··· SOURCE EXCERPT ···

It starts innocently enough. An enterprising Product Manager comes up with an idea that represents a high-growth opportunity for the firm. He runs the proposal by Finance who naturally wants to see the ROI. The PM knows how much investment he needs, so the I is covered—but the Return? That’s when entrepreneurial enthusiasm meets corporate reality.

He knows the revenues must be high enough to justify the riskiness of the new product. But he also knows if he doesn’t meet those targets he’ll get killed at quarterly reviews, even though it’s nearly impossible to accurately forecast revenues for products that don’t exist. Still, if he doesn’t show the ROI he’ll never get funded, so he presses forward even though he knows it’s a trap.

The PM might grouse that “Finance just doesn’t get it”, but let’s remember that someone has to decide on the most effective use of the firm’s scarce resources. Every idea seems promising, but there isn’t an entry on the balance sheet for wishful thinking—we must measure in dollars. Moreover, Finance is on the hook too—if the project goes south she’ll be accused of not doing enough diligence and must pay a price as well.

Nor does the C-Suite escape the trap. While these outcomes represent potential failure, humiliation and career-threatening danger to the innovators, it doesn’t represent the biggest threat to the firm: namely, that most employees avoid the trap by not innovating at all. As a result, the the firm atrophies and loses ground to competitors, eventually costing the CEO her job as well.

It doesn’t have to be this way.

The Problem

The problem is in how we calculate ROI. Predictions made under conditions of uncertainty are unreliable by definition, but traditional approaches (such as NPV) require them nonetheless. It forces the entrepreneur to make the project’s most critical decision at the precise moment when there is the least amount of information. Moreover, it removes all flexibility because the original assumption can no longer be adjusted without calling into question the financial basis on which the entire proposal is based.

··· SUPPLIED INFORMATION ···

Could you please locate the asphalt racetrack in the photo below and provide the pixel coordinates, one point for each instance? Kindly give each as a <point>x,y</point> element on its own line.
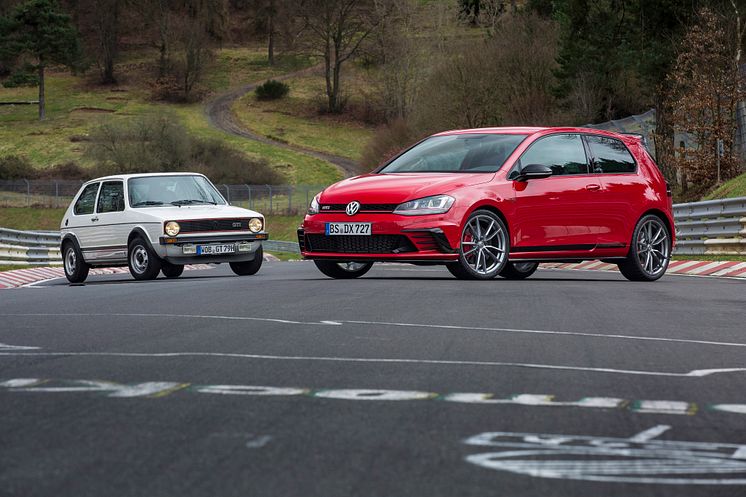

···

■ WORK INSTRUCTIONS
Decide whether each statement agrees with the text on the ROI trap, answering yes or no and quoting the words of the text that settle it. (a) The product manager already knows how much investment he needs. (b) Traditional approaches such as NPV do away with the need for predictions made under uncertainty. (c) The biggest threat to the firm is the humiliation innovators face when a project fails. The material plays no part in this exercise.

■ OUTPUT OF THE EXERCISE
(a) Yes: "The PM knows how much investment he needs, so the I is covered"
(b) No: "traditional approaches (such as NPV) require them nonetheless"
(c) No: "it doesn’t represent the biggest threat to the firm: namely, that most employees avoid the trap by not innovating at all"